Sprawa doktorostwa Woyczyńskich. Czy najbliższy współpracownik Marszałka Józefa Piłsudskiego znalazł się na celowniku sowieckich służb wywiadowczych?

Wiosną 1935 roku najbliższe otoczenie Józefa Piłsudskiego zelektryzowała informacja o prawdopodobnej infiltracji jednego z najbardziej zaufanych współpracowników Marszałka przez sowiecki wywiad. Przyglądając się jednak tej sprawie dokładniej, można dojść do konkluzji, że całe to kontrowersyjne wydarzenie wynikało raczej z ludzkiej niefrasobliwości oraz kilku niefortunnych zbiegów okoliczności. Choć równie dobrze mogła to być sprawnie utkana intryga polityczna…

Osobisty lekarz i przyjaciel

Doktor Marcin Woyczyński  był absolwentem Wojskowej Akademii Lekarskiej w Petersburgu i Wydziału Lekarskiego Uniwersytetu Jagiellońskiego. W czasach walki o niepodległość należał do PPS, Związku Strzeleckiego oraz Legionów. Od 1928 roku był nie tylko osobistym lekarzem Piłsudskiego, ale także jego adiutantem i wiernym druhem, a nawet powiernikiem w pewnych sprawach. Był także jedną z nielicznych osób, z którą Piłsudski był na "Ty".

● ● ● ●

*Polecenie 1*. Według tekstu o sprawie Woyczyńskich, od którego roku Marcin Woyczyński był osobistym lekarzem Piłsudskiego?

● ● ● ●

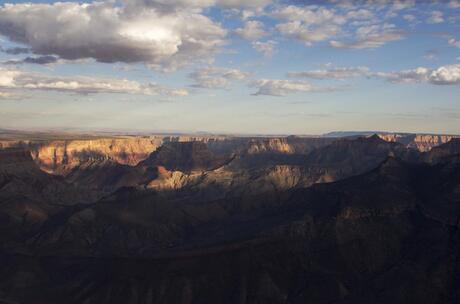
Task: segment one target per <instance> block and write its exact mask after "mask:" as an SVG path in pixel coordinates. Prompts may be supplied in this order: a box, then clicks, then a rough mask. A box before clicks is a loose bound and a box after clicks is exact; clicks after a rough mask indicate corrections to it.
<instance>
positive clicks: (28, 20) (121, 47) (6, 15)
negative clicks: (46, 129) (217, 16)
mask: <svg viewBox="0 0 460 304" xmlns="http://www.w3.org/2000/svg"><path fill="white" fill-rule="evenodd" d="M197 2H199V1H197ZM0 34H2V35H4V36H5V37H7V38H8V39H10V40H11V41H13V42H16V43H21V44H24V45H27V46H28V47H30V49H31V51H32V52H33V53H35V54H39V55H53V56H59V57H60V58H63V59H68V60H75V59H84V58H93V59H95V60H97V61H99V62H126V63H131V62H144V63H147V64H149V65H150V66H152V67H154V68H163V69H171V70H173V69H175V68H177V67H180V66H183V65H186V64H189V63H190V62H194V61H196V60H200V59H209V56H212V54H213V53H215V52H216V51H217V50H218V49H219V48H220V47H221V46H222V45H223V44H224V43H225V41H224V38H225V35H226V30H225V29H223V28H222V27H221V26H220V25H219V24H217V23H215V22H213V21H212V20H211V19H209V18H208V17H206V16H204V15H202V14H201V13H199V12H197V11H193V10H191V11H186V10H176V11H172V12H168V13H164V12H162V11H159V10H158V9H155V8H145V9H142V10H138V11H133V10H132V9H131V8H129V7H125V6H117V5H116V4H115V3H114V2H113V1H108V2H93V3H89V4H78V3H72V2H66V3H65V2H58V3H54V4H30V3H29V4H5V5H4V6H1V7H0Z"/></svg>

● ● ● ●

*Polecenie 2*. Przepisz wiernie fragment rekordów od ich początku aż po wiersz zawierający „negative clicks: (46, 129) (217, 16)”, łącznie z tym wierszem. Obrazy pomiń.

*Odpowiedź 1*. Od 1928 roku.

*Odpowiedź 2*.
Task: segment one target per <instance> block and write its exact mask after "mask:" as an SVG path in pixel coordinates. Prompts may be supplied in this order: a box, then clicks, then a rough mask. A box before clicks is a loose bound and a box after clicks is exact; clicks after a rough mask indicate corrections to it.
<instance>
positive clicks: (28, 20) (121, 47) (6, 15)
negative clicks: (46, 129) (217, 16)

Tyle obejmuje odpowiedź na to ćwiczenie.